━━ EXTRACT PROVIDED
Bill: Yes, the Seattle Mayor said they’re going to be figuring out what they can do, but what’s been amazing so far is the fired-up nature of people. I suppose it could have gone either way. Maybe after the election everyone could have been like four years ago, “okay, we’ve done our work, now Barack will handle things.” Clearly people are on the one hand extremely happy about the election, but on the other it’s like “now is when we go to work.” Thank heaven.
Sven: Is there anyone else you can report that’s on the verge of signing on? Universities? Cities?
Bill: Hampshire College is all but divested. They’re 98% of the way there. Their president for some reason doesn’t quite want to call it divestment.
Sven: What are the sticking points?
Bill: The big sticking point — and this is going to be a years long slog, I mean, this is very hard work — is that this is the most important industry on earth. It’s hard to have a portfolio without a lot of fossil fuel in it. It takes big, conscious effort to do it. It takes realizing that above all it’s a moral question.
Sven: And we’re all intricately interwoven with it, private and public sectors, all our lives…
Bill: Absolutely.
Sven: I like that one line in your Rolling Stone article where you say, “Since all of us are in some way the beneficiaries of cheap fossil fuel, tackling climate change has been like trying to build a movement against yourself.” That one strikes me very deeply.
Bill: I think what people are figuring out is that we all are implicated in the consumption of fossil fuel, there’s no way to live on this planet and get around it. But most of us would be just as happy if everything we did was powered some other way, you know? People are very open to the idea that they don’t want to be profiting from this wreckage, even if they have to participate in it on some level. Election season is a good time to be doing this too, because everyone is really conscious… for a little while (laughter at the table). It’s just how much money these guys are spending to perpetuate their system of doing things.
Sven: You know how Bill Clinton said in his speech at the Democratic Convention how there’s that one word, “arithmetic!” I was thinking, “so here’s ‘Do the Math’ and at the same time this Administration is pushing the arithmetic meme.
Jamie: It’s really been interesting, the math meme as it spreads. Toyota, unbeknownst to us, their whole thing to promote the new Prius is, “Do the Math.” They’re literally using the same phrase on their billboards. It’s almost like we’re aligned corporately, although we’re not. But they have big mathematical chalkboards. I think people are hungry after all that rhetoric and bombast of the election to actually have some simple, hard facts.
Sven: Are there some other specific areas that can be tackled as far as the Obama Administration goes?
Bill: It’s not like the election changed everything politically. John Boehner still runs things and we still got tons of people in Washington who are way too plugged into the machine, but there are things that the President can do by himself. The most obvious, easiest dunk shot is Keystone. (Keystone XL pipeline). I mean, the guy delayed it for a year to give time for more study, so in that year Mother Nature filed her public comments: You know, we had the warmest year in history, the Arctic melted away, we had an insanely epic drought, and now we’ve had a storm that looks like something James Cameron designed that flooded large parts of the most important city in the world. So after a year of study it seems improbable — I mean, in Washington it seems completely probable to everybody that they’ll approve it — but in the real world it somehow seems improbable that he would say, “oh, okay, I think it’s a good idea to go pour all this carbon into the atmosphere.”
━━━━
━━ SUPPLIED INFORMATION
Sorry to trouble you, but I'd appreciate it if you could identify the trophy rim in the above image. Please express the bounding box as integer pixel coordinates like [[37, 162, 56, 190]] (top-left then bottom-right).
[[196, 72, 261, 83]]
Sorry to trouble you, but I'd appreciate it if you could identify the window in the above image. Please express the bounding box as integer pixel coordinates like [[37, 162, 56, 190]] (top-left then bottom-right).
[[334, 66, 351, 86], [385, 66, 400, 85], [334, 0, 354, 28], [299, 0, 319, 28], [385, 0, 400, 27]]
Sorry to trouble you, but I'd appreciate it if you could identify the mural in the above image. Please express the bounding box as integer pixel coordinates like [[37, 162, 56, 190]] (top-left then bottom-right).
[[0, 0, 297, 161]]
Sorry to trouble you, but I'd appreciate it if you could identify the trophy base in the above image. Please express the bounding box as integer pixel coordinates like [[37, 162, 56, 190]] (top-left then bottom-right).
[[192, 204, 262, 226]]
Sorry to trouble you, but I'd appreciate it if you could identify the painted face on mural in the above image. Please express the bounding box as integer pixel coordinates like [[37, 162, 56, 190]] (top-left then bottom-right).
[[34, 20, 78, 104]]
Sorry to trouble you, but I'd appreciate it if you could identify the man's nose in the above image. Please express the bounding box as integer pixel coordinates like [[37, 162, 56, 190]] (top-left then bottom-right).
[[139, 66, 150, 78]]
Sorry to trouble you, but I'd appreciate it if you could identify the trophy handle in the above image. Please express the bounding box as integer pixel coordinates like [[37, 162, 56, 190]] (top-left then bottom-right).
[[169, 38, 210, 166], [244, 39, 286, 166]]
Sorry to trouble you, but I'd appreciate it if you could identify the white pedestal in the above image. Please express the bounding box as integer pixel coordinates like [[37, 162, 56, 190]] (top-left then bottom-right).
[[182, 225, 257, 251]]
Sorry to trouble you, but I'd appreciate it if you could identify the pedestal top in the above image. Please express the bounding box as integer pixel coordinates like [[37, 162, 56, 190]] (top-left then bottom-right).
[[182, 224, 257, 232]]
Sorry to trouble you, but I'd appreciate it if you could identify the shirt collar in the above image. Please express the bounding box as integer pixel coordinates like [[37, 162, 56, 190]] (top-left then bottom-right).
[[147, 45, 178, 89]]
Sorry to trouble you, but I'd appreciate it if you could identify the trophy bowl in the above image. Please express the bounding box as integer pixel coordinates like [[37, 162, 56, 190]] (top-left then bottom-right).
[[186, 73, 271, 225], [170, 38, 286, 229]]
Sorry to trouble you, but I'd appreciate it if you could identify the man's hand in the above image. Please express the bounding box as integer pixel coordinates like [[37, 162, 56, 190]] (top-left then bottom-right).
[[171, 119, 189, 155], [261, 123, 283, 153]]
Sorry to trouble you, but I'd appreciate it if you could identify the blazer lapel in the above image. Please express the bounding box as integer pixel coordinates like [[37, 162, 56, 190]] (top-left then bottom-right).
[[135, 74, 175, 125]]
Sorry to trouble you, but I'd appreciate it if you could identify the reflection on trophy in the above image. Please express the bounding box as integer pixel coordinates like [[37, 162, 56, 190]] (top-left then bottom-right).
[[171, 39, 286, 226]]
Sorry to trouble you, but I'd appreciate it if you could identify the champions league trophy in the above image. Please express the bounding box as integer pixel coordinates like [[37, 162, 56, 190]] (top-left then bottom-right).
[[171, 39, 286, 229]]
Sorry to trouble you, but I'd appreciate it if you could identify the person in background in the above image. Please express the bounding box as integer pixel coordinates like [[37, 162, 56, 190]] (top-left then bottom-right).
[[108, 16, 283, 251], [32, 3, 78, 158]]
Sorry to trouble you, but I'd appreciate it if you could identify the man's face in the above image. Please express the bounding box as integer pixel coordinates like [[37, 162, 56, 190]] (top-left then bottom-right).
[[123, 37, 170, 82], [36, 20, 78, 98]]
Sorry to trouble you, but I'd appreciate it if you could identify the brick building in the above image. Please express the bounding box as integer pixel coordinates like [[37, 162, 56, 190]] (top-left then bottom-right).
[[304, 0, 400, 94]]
━━━━
- [TASK REQUIREMENTS]:
**1.** Decide whether each statement agrees with the interview on fossil fuel divestment. Answer yes or no for each, and quote the words of the interview that decide it.
(a) Hampshire College is described as nearly fully divested.
(b) Toyota coordinated its "Do the Math" promotion with the speakers' campaign.
(c) Bill says the President cannot act on Keystone without Congress.
**2.** According to the interview on fossil fuel divestment, for how long did the President delay the Keystone decision, and why?
**3.** Carry on the interview on fossil fuel divestment from the end of its final sentence.
The material bears no relation to the interview on fossil fuel divestment.

- [RESULTS OF THE EXERCISE]:
**1.**
(a) Yes: "They’re 98% of the way there."
(b) No: "It’s almost like we’re aligned corporately, although we’re not."
(c) No: "there are things that the President can do by himself. The most obvious, easiest dunk shot is Keystone."

**2.** He delayed it for a year to give time for more study.

**3.**
Sven: And you wrote about that in your Rolling Stone article, too. “Is it going to take a big storm to wipe out Manhattan…”
Bill: It was horrible. I’m glad I didn’t write any more, because I went back and reread it, and the article said, “What if there were a huge drought across the American Midwest or a massive storm that swamped Manhattan?” I’m glad I didn’t say, “What if a giant wildfire raged across San Francisco!?” (laughter at the table)
Sven: I have one more question. I’m from Germany and we’ve been fighting hard against the nuclear industry since the late 1970s. When Fukushima happened last year, all of a sudden Chancellor Merkel decided to shut them all down. What’s relevant to the Do-the-Math tour is that Siemens, one of the biggest German multinational companies, said, “okay, we’re not going to do nuclear anymore.”
Bill: GE said the same thing.
Sven: They did?
Bill: Jeff Immelt (GE CEO) said, “this doesn’t make sense economically.”
Sven: Because my question was what would it take for the oil companies, what kind of a deal would there have to be for them to say, “you know, it’s not worth it for us, the externalities are going to catch up with us.” They know they’re ignoring externalities, right?
Bill: At the moment, unlike the nuclear guys, they’re making a fortune. Exxon makes more money than anyone has ever made, by a lot. So it’s hard to get them to see past that at all. And that’s why one of the points of putting this kind of pressure on them is to make them start to realize that they’re eventually — hopefully sooner than later — going to come up against some regulatory constraint that makes them keep some of their reserves in the ground, that they’re not worth as much as they think they are. Ten years ago they all thought that maybe they were gonna have to turn into energy companies, and they started investing in wind and solar and things. But then they stopped because they were making more money than anything.
Sven: So we have to take the fight straight on? There’s no appeal to reason or that a big event like Hurricane Sandy would affect them?
Bill: It does not seem to slow them down. (Table erupts in mimicry of greedy oil and tobacco executives). The good thing about business people is that they’re ultimately practical. If one path is constraint, they will go down another one. These guys are perfectly capable of making lots of money putting up solar panels. I have no doubt that there’s an immense amount of ability to execute at Exxon. They have good scientists, good managers, and all of that. They can’t make quite as much money because you can’t meter the sun, you know, but other than that they would do fine. They’re just doing SUPERfine right now.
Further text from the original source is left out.